__Task to carry out__: Please pull out every line of the entries below that contains the word "curtain" and list those lines in the order they appear.

__Source material__:
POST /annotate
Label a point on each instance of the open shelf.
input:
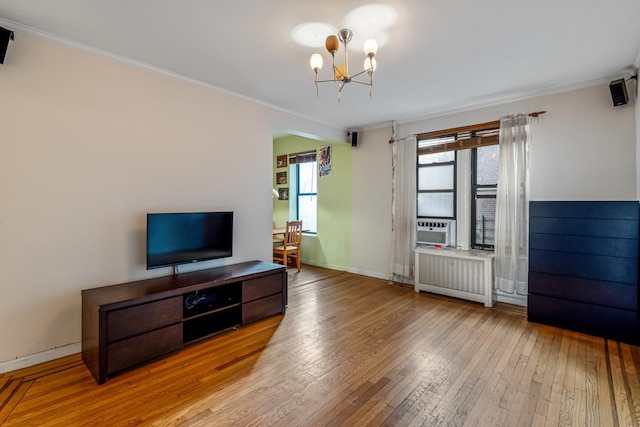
(203, 326)
(208, 300)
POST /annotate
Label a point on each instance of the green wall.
(331, 246)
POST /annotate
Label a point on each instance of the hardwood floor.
(352, 350)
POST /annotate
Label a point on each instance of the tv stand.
(130, 323)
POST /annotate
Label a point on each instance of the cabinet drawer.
(261, 308)
(132, 351)
(261, 287)
(138, 319)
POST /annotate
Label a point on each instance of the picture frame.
(281, 177)
(283, 193)
(281, 161)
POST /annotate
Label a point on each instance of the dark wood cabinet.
(130, 323)
(583, 267)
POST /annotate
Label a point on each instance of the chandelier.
(341, 72)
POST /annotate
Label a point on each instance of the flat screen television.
(187, 237)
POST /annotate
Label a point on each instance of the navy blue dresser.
(583, 267)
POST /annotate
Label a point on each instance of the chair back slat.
(293, 233)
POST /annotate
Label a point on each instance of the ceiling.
(441, 55)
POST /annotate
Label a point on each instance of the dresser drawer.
(261, 287)
(139, 319)
(261, 308)
(130, 352)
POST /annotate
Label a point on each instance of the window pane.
(485, 221)
(308, 181)
(447, 156)
(435, 204)
(435, 178)
(307, 212)
(488, 162)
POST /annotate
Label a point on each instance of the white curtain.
(403, 208)
(512, 207)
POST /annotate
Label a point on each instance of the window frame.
(474, 197)
(452, 191)
(299, 194)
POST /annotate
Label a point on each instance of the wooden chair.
(291, 244)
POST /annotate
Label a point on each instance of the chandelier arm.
(362, 83)
(338, 71)
(362, 72)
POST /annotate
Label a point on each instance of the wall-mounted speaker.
(619, 94)
(5, 36)
(353, 137)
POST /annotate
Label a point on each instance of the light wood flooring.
(350, 351)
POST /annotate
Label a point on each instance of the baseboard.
(514, 299)
(368, 273)
(37, 358)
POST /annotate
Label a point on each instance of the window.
(307, 195)
(437, 185)
(303, 203)
(453, 167)
(485, 162)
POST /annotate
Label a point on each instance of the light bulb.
(315, 62)
(370, 64)
(370, 47)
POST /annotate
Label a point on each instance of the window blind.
(303, 157)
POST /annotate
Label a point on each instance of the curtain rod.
(479, 126)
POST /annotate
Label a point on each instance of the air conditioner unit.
(434, 232)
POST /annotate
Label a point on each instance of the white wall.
(371, 204)
(88, 146)
(582, 149)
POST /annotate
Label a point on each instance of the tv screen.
(187, 237)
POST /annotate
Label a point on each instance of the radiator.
(455, 273)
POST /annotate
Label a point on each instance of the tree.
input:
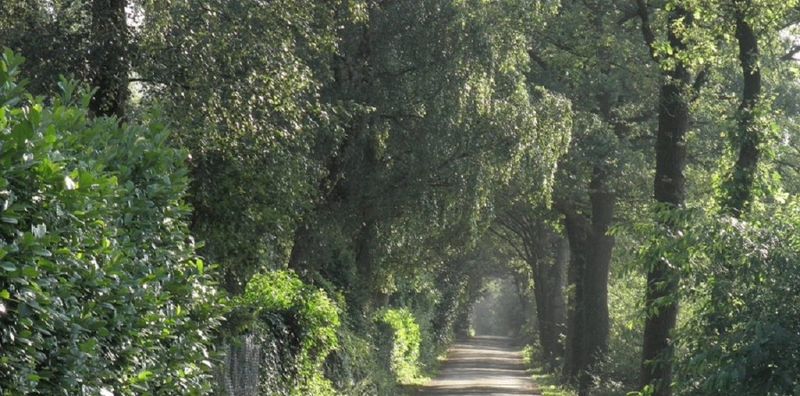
(661, 301)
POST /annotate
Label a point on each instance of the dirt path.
(482, 366)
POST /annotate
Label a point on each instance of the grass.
(548, 385)
(546, 382)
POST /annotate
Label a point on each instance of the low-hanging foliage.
(300, 322)
(404, 342)
(742, 335)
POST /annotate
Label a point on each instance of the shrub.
(402, 333)
(300, 324)
(100, 290)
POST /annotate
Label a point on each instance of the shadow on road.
(481, 366)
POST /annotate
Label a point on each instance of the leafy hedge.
(100, 289)
(404, 339)
(300, 322)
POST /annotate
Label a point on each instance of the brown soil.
(481, 366)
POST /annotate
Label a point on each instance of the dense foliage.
(101, 290)
(318, 197)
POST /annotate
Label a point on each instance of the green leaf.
(88, 345)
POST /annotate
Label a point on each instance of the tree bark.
(590, 251)
(548, 279)
(661, 301)
(109, 61)
(739, 186)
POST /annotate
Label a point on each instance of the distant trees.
(392, 155)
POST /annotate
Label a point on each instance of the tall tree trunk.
(661, 301)
(577, 230)
(548, 280)
(595, 282)
(109, 61)
(590, 251)
(739, 186)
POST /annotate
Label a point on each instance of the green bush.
(100, 290)
(304, 321)
(404, 340)
(743, 333)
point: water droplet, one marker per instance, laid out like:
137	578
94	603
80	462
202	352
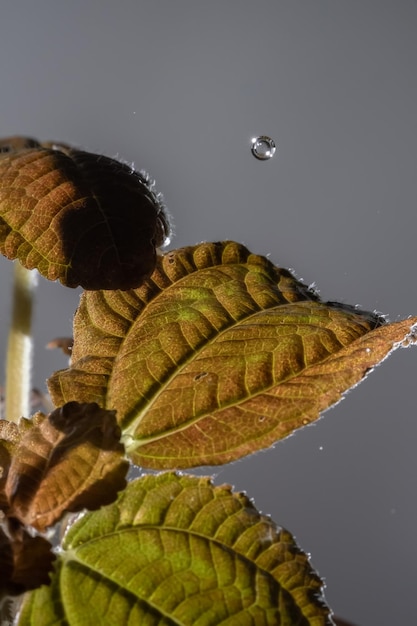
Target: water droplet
200	376
263	147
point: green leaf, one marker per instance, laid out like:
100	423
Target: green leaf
175	550
66	461
219	354
78	217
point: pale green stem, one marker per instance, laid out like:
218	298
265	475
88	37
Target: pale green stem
19	348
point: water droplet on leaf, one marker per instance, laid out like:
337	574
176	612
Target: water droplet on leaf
263	147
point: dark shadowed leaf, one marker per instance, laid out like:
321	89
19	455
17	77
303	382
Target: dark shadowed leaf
65	461
177	550
219	354
25	561
82	218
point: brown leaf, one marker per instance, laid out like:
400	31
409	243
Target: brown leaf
219	354
25	561
63	343
79	217
70	460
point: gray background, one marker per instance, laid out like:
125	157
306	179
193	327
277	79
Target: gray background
180	88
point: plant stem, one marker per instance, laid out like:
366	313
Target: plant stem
19	348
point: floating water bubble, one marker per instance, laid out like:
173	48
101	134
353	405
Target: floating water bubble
263	147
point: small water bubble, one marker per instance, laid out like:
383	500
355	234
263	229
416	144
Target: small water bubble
263	147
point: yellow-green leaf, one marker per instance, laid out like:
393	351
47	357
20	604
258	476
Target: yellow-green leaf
219	354
78	217
177	550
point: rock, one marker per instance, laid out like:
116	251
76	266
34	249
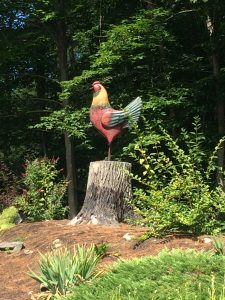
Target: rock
14	246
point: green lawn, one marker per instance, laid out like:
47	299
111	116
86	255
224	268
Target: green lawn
170	275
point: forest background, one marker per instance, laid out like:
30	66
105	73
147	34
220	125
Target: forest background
171	53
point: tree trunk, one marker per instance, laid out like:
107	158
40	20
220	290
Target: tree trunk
219	100
220	118
61	40
108	194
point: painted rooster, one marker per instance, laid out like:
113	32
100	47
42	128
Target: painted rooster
108	121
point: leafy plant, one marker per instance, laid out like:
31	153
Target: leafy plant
101	249
8	217
218	246
62	269
176	189
43	193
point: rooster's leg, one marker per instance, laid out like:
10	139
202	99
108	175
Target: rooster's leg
109	152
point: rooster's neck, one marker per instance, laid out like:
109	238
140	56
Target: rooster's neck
100	99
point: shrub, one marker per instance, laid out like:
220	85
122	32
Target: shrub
8	217
61	269
43	193
176	189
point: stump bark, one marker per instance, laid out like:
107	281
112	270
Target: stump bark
108	194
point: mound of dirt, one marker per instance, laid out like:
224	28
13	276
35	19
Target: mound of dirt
123	240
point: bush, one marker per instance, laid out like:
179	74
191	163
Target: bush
61	269
8	217
43	194
176	188
183	275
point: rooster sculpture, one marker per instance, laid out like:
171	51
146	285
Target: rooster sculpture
108	121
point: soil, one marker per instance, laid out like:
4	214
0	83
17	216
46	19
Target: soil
44	236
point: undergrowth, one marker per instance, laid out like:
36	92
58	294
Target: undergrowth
176	188
183	275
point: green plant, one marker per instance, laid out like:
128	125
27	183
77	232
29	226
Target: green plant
101	249
62	269
175	274
176	190
218	246
8	217
43	193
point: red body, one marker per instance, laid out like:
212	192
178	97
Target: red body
100	122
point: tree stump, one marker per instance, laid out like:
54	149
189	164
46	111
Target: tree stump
108	194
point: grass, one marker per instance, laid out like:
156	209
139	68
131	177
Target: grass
183	275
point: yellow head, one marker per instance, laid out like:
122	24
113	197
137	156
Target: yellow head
100	95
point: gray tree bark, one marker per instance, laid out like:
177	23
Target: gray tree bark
108	195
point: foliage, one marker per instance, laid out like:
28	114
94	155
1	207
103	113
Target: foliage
170	275
42	198
8	217
62	269
176	190
75	122
101	249
218	246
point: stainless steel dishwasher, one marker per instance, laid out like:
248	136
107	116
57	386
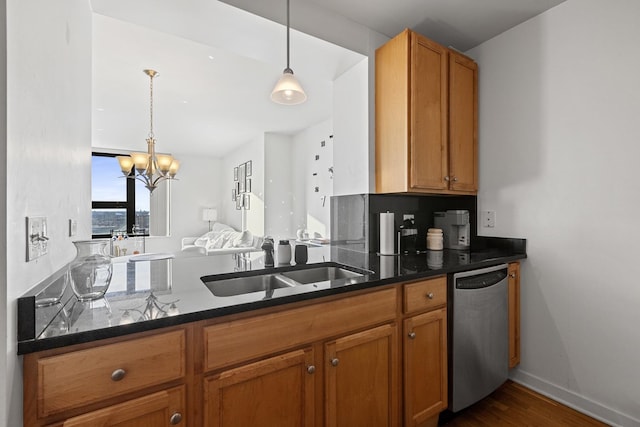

__Written answer__:
Label a point on each instance of the white curtain.
Label a point on each instance of the curtain rod.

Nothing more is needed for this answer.